Collection entries
BEGIN

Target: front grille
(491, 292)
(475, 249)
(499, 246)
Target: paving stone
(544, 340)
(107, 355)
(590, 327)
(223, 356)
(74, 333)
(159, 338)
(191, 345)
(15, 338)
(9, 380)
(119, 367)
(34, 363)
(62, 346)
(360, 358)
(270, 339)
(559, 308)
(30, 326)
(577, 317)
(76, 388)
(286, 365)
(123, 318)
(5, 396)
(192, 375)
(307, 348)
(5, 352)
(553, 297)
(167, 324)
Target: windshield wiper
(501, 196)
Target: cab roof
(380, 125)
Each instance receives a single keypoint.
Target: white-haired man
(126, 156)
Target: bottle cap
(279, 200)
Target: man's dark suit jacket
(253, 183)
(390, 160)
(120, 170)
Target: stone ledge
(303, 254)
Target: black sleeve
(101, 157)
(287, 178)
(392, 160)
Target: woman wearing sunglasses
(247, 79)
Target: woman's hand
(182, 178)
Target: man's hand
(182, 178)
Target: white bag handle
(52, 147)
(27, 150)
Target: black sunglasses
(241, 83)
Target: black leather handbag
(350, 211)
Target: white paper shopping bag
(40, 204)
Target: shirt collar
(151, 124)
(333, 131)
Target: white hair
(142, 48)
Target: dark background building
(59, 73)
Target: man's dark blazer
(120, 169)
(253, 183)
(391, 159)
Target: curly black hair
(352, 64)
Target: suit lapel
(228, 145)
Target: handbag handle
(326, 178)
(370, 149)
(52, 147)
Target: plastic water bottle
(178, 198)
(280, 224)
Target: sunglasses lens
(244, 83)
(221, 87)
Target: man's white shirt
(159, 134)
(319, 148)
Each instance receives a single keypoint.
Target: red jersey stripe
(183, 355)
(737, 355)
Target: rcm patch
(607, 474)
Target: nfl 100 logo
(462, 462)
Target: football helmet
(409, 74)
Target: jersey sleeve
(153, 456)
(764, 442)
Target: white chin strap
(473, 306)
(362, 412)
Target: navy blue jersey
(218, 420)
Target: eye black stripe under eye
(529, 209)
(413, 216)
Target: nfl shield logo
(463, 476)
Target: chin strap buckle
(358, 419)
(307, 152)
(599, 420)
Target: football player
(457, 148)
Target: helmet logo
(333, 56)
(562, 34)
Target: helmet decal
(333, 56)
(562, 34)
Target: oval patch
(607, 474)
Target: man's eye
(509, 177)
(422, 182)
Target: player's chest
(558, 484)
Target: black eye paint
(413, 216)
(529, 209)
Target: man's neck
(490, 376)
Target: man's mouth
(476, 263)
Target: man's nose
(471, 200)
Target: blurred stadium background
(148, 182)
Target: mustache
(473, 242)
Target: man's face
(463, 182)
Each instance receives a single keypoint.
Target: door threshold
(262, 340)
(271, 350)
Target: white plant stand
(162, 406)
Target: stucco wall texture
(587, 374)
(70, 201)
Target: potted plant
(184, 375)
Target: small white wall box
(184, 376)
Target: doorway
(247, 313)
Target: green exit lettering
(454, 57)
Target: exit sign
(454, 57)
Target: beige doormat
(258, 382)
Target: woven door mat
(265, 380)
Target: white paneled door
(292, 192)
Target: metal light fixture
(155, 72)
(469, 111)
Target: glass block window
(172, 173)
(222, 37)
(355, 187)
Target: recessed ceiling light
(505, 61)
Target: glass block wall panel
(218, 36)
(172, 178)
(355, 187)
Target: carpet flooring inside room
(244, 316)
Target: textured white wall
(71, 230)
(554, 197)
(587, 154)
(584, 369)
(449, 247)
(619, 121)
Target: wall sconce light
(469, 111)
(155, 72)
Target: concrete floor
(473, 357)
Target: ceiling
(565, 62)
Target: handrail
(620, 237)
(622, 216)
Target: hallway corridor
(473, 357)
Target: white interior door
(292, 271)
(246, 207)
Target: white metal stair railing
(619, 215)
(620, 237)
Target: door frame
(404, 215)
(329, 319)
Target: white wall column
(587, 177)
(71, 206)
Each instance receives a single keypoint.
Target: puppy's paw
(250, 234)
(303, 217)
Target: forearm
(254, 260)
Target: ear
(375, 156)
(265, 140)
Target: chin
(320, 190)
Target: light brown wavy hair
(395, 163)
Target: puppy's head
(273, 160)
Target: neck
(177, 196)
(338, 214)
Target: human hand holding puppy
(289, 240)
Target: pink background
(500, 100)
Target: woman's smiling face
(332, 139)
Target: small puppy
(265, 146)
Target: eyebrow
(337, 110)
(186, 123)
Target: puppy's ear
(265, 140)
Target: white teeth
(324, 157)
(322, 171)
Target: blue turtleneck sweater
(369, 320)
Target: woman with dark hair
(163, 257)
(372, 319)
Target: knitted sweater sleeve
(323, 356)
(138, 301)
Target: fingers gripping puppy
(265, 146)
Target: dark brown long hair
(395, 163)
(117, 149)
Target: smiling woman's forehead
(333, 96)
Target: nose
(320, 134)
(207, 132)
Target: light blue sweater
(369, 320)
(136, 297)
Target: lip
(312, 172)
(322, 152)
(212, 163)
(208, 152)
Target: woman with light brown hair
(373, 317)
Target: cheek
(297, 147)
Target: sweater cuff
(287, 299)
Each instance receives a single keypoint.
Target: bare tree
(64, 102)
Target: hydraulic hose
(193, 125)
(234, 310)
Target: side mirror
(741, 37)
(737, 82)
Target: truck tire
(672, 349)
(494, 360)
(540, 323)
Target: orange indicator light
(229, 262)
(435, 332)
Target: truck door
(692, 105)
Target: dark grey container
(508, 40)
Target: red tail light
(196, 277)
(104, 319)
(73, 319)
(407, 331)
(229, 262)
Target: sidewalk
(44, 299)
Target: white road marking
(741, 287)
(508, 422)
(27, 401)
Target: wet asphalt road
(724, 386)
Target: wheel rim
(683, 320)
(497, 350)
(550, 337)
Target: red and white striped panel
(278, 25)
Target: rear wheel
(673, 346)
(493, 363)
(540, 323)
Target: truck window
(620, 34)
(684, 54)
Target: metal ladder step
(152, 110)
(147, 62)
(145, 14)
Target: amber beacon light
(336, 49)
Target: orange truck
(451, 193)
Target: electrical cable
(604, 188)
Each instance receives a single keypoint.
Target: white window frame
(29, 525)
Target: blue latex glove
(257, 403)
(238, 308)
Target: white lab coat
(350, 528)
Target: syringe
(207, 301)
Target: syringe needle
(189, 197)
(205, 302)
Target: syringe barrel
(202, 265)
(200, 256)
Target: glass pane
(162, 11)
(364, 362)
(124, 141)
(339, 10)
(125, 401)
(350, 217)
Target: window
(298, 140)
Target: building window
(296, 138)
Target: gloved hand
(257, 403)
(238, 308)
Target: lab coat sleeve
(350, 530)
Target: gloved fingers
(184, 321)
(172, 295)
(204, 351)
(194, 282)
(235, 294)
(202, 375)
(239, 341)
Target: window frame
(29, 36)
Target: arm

END

▶ **Your goal**
The output should be a character-exact copy of all entries.

▶ **Result of this exercise**
Target: front grille
(491, 292)
(475, 249)
(499, 246)
Target: paving stone
(544, 340)
(107, 355)
(590, 327)
(223, 356)
(74, 333)
(159, 338)
(191, 345)
(15, 338)
(9, 380)
(119, 367)
(34, 363)
(62, 346)
(360, 358)
(270, 339)
(559, 308)
(30, 326)
(577, 317)
(76, 388)
(286, 365)
(123, 318)
(5, 396)
(192, 375)
(307, 348)
(5, 352)
(553, 297)
(167, 324)
Target: windshield wiper
(501, 196)
Target: cab roof
(380, 125)
Each instance receives a single keypoint.
Target: white-haired man
(126, 156)
Target: bottle cap
(279, 200)
Target: man's dark suit jacket
(253, 183)
(390, 160)
(120, 170)
Target: stone ledge
(303, 254)
Target: black sleeve
(101, 157)
(287, 178)
(392, 160)
Target: woman wearing sunglasses
(247, 79)
Target: woman's hand
(182, 178)
Target: man's hand
(182, 178)
Target: white bag handle
(52, 147)
(27, 150)
Target: black sunglasses
(241, 83)
Target: black leather handbag
(350, 211)
Target: white paper shopping bag
(40, 204)
Target: shirt collar
(151, 124)
(333, 131)
Target: white hair
(142, 48)
Target: dark background building
(59, 73)
Target: man's dark blazer
(120, 169)
(253, 183)
(391, 159)
Target: curly black hair
(352, 64)
Target: suit lapel
(228, 145)
Target: handbag handle
(326, 178)
(370, 149)
(52, 147)
Target: plastic water bottle
(178, 198)
(280, 224)
Target: sunglasses lens
(244, 83)
(221, 87)
Target: man's white shirt
(159, 134)
(319, 148)
Each instance receives a single keypoint.
Target: red jersey stripe
(183, 355)
(737, 355)
Target: rcm patch
(607, 474)
Target: nfl 100 logo
(462, 462)
Target: football helmet
(409, 74)
Target: jersey sleeve
(153, 456)
(764, 442)
Target: white chin strap
(473, 306)
(362, 412)
Target: navy blue jersey
(218, 420)
Target: eye black stripe under eye
(529, 209)
(413, 216)
Target: nfl shield logo
(463, 476)
Target: chin strap buckle
(358, 419)
(307, 152)
(599, 420)
Target: football player
(457, 148)
Target: helmet logo
(333, 56)
(562, 34)
Target: helmet decal
(333, 56)
(562, 34)
Target: oval patch
(607, 474)
Target: man's eye
(509, 177)
(422, 182)
Target: player's chest
(558, 484)
Target: black eye paint
(413, 216)
(529, 209)
Target: man's neck
(490, 376)
Target: man's mouth
(476, 263)
Target: man's nose
(471, 200)
Target: blurred stadium background
(148, 182)
Target: mustache
(473, 242)
Target: man's face
(463, 182)
Each instance receives a single keypoint.
Target: door threshold
(262, 340)
(271, 350)
Target: white plant stand
(162, 406)
Target: stucco wall texture
(587, 374)
(70, 201)
Target: potted plant
(184, 375)
Target: small white wall box
(184, 376)
Target: doorway
(247, 313)
Target: green exit lettering
(454, 57)
Target: exit sign
(454, 57)
Target: beige doormat
(258, 382)
Target: woven door mat
(265, 380)
Target: white paneled door
(292, 192)
Target: metal light fixture
(155, 72)
(469, 111)
Target: glass block window
(172, 173)
(222, 37)
(355, 187)
Target: recessed ceiling light
(505, 61)
Target: glass block wall panel
(218, 36)
(172, 178)
(355, 187)
Target: carpet flooring inside room
(244, 316)
Target: textured white wall
(71, 230)
(554, 197)
(587, 154)
(584, 369)
(449, 247)
(619, 121)
Target: wall sconce light
(469, 111)
(155, 72)
Target: concrete floor
(473, 357)
Target: ceiling
(565, 62)
Target: handrail
(620, 237)
(622, 216)
Target: hallway corridor
(473, 357)
Target: white interior door
(292, 271)
(246, 207)
Target: white metal stair railing
(619, 215)
(620, 237)
Target: door frame
(404, 215)
(329, 319)
Target: white wall column
(587, 177)
(71, 206)
Each instance receives a single keypoint.
Target: puppy's paw
(250, 234)
(303, 217)
Target: forearm
(254, 260)
Target: ear
(375, 156)
(265, 140)
Target: chin
(320, 190)
Target: light brown wavy hair
(395, 163)
Target: puppy's head
(273, 160)
Target: neck
(177, 196)
(338, 214)
Target: human hand holding puppy
(289, 240)
Target: pink background
(500, 100)
Target: woman's smiling face
(332, 139)
Target: small puppy
(265, 146)
Target: eyebrow
(337, 110)
(186, 123)
Target: puppy's ear
(265, 140)
Target: white teeth
(324, 157)
(322, 171)
Target: blue turtleneck sweater
(369, 320)
Target: woman with dark hair
(163, 257)
(372, 319)
Target: knitted sweater sleeve
(323, 356)
(138, 301)
Target: fingers gripping puppy
(265, 146)
Target: dark brown long hair
(395, 163)
(117, 149)
Target: smiling woman's forehead
(333, 96)
Target: nose
(320, 134)
(207, 132)
Target: light blue sweater
(369, 320)
(136, 297)
Target: lip
(312, 172)
(322, 152)
(212, 163)
(208, 152)
Target: woman with light brown hair
(373, 317)
Target: cheek
(297, 147)
Target: sweater cuff
(287, 299)
Each instance receives a single keypoint.
Target: bare tree
(64, 102)
Target: hydraulic hose
(193, 125)
(234, 310)
Target: side mirror
(741, 37)
(737, 82)
Target: truck tire
(672, 349)
(494, 360)
(540, 323)
Target: orange indicator light
(229, 262)
(435, 332)
Target: truck door
(692, 105)
Target: dark grey container
(508, 40)
Target: red tail light
(196, 277)
(104, 319)
(73, 319)
(407, 331)
(229, 262)
Target: sidewalk
(44, 299)
Target: white road marking
(741, 287)
(508, 422)
(27, 401)
Target: wet asphalt road
(724, 386)
Target: wheel rim
(683, 320)
(497, 350)
(550, 337)
Target: red and white striped panel
(278, 25)
Target: rear wheel
(673, 346)
(493, 363)
(540, 323)
Target: truck window
(620, 34)
(684, 54)
Target: metal ladder step
(152, 110)
(147, 62)
(145, 14)
Target: amber beacon light
(336, 49)
Target: orange truck
(451, 193)
Target: electrical cable
(604, 188)
Each instance receives a single keypoint.
Target: white window frame
(29, 525)
Target: blue latex glove
(257, 403)
(238, 308)
Target: white lab coat
(350, 528)
Target: syringe
(207, 301)
Target: syringe needle
(189, 197)
(205, 302)
Target: syringe barrel
(202, 265)
(200, 256)
Target: glass pane
(162, 11)
(364, 362)
(124, 141)
(339, 10)
(125, 401)
(350, 217)
Target: window
(298, 140)
Target: building window
(296, 138)
Target: gloved hand
(257, 403)
(238, 308)
Target: lab coat sleeve
(350, 530)
Target: gloved fingers
(184, 321)
(172, 295)
(204, 351)
(194, 282)
(235, 294)
(202, 375)
(239, 341)
Target: window frame
(29, 36)
Target: arm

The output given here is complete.